Exercises to complete:
#1 Answer these questions about the text on analytical procedures in audit planning, one answer per line, marked (a), (b), (c) to match:
(a) At which stage of an external audit does the text say analytical procedures are used?
(b) Which syllabus does the text name?
(c) What should readers do if they find some test questions difficult or cannot remember the answers?
#2 Write the next part of the text on analytical procedures in audit planning, starting after its final sentence.

[START OF Selected passage]

Learning Outcomes
After reading this article, you will be able to explain the purpose and use of analytical procedures during the planning stage of an external audit. You will understand how analytical procedures are applied to identify audit risk, help direct audit focus, and form expectations about financial performance. You will also be able to describe factors affecting their effectiveness and give relevant examples.
ACCA Foundations in Audit (FAU) Syllabus
For ACCA Foundations in Audit (FAU), you are required to understand the planning process in an audit, with specific emphasis on the use of analytical procedures. Focus your revision on:
- The purpose and need for planning an audit
- The role and process of developing the audit strategy and audit plan
- The definition and use of analytical procedures during audit planning
- How analytical procedures help identify and assess risks of material misstatement
- Factors that influence the reliability of analytical procedures at planning
Test Your Knowledge
Attempt these questions before reading this article. If you find some difficult or cannot remember the answers, remember to look more closely at that area during your revision.

[END OF Selected passage]
[START OF Dataset content]

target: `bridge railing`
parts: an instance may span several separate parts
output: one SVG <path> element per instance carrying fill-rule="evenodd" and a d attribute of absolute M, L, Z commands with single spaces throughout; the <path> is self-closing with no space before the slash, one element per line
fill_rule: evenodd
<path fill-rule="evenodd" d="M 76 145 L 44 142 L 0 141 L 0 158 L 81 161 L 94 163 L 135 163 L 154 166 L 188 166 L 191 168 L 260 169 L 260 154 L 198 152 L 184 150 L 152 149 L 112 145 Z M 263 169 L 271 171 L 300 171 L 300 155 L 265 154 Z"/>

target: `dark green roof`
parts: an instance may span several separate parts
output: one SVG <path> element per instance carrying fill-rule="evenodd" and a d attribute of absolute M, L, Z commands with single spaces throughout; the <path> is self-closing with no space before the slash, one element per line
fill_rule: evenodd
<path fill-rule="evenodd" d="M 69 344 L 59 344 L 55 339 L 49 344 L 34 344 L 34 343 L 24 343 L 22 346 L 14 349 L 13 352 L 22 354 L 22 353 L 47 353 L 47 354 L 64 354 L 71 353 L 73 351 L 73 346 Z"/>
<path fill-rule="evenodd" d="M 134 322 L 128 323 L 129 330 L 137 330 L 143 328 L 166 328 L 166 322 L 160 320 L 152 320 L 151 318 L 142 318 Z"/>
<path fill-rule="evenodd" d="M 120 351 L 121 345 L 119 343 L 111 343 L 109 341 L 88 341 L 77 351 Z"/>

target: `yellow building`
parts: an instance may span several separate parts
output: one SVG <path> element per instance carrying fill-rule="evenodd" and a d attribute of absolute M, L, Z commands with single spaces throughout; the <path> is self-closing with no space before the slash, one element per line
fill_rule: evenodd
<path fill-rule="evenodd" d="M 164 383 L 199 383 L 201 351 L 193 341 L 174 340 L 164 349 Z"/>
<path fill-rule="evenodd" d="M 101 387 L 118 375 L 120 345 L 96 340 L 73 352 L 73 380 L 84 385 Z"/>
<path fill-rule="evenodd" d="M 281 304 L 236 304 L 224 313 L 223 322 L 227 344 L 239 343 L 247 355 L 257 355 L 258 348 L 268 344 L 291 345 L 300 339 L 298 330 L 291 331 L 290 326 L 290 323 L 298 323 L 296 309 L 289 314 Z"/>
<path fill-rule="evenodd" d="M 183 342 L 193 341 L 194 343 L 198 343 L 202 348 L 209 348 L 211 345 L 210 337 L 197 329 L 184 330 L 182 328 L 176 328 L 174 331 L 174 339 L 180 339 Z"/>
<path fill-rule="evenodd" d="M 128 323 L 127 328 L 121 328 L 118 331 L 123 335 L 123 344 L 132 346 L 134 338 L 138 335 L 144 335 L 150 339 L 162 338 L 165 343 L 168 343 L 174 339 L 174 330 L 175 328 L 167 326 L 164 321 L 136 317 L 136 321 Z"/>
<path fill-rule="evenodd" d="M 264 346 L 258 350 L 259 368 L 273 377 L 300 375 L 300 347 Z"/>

[END OF Dataset content]

Responses:
#1
(a) The planning stage.
(b) ACCA Foundations in Audit (FAU).
(c) Look more closely at that area during their revision.

#2
- What are analytical procedures and when are auditors required to use them during an audit?
- Give two examples of financial data relationships that might be analysed at the planning stage.
- Why are analytical procedures useful for identifying risk areas at the start of an audit?
- List one factor that can reduce the reliability of analytical procedures during audit planning.
Introduction
Efficient audit planning allows auditors to focus resources on the highest risk areas. Analytical procedures are a central tool used at the start of every audit to spot unusual balances, trends, or inconsistencies. These observations help develop a risk-based audit plan, targeting efforts where the risk of material misstatement is greatest. A clear understanding of analytical procedures and their practical role is essential for ACCA exam success.
Understanding Analytical Procedures in Audit Planning
Analytical procedures are an essential method required by International Standards on Auditing (ISA 315) during the initial risk assessment phase. They help auditors gain a broad understanding of the client’s financial position and highlight areas for further investigation.
Key Term: Analytical procedures
Evaluations of financial information through analysis of plausible relationships among both financial and non-financial data, including investigation of significant variations from expected amounts.
Why Use Analytical Procedures at the Planning Stage?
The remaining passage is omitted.